Halaman

Alohomora

ALOHOMORA

Sabtu, 14 Februari 2015

“Literasi” Mantra Ampuh Untuk Menaklukkan Dunia!





“Literasi” Mantra Ampuh Untuk Menaklukkan Dunia!
by: Friska Maulani Dewi


Akhir-akhir ini, kata “literasi” semakin populer di kalangan masyarakat Indonesia.  Setidaknya mungkin lebih populer bila dibandingkan dengan tahun-tahun sebelum era globalisasi seperti sekarang ini.  Pada era ini, dimana teknologi tinggi merajalela dan menguasai segala aspek kehidupan, membuat “literasi” menjadi trending topik yang sering dibahas oleh banyak orang.  Bagaimana tidak? Literasi itulah yang menjadi “mantra pokok” yang harus dikuasai bagi para “penyihir-penyihir” (baca: orang-orang sukses) di era yang serba canggih ini.

> _Bagian Data_:
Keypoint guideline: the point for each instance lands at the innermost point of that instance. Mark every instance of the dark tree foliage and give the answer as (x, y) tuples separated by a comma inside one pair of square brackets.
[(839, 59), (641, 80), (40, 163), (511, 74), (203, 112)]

> _Tugas yang Diminta_:
Berdasarkan tulisan tentang literasi, jelaskan dalam satu hingga tiga kalimat mengapa kata “literasi” menjadi trending topik yang sering dibahas oleh banyak orang.

> _Tugas Selesai_:
Kata “literasi” menjadi trending topik karena pada era ini teknologi tinggi merajalela dan menguasai segala aspek kehidupan. Selain itu, literasi merupakan “mantra pokok” yang harus dikuasai oleh orang-orang sukses di era yang serba canggih ini.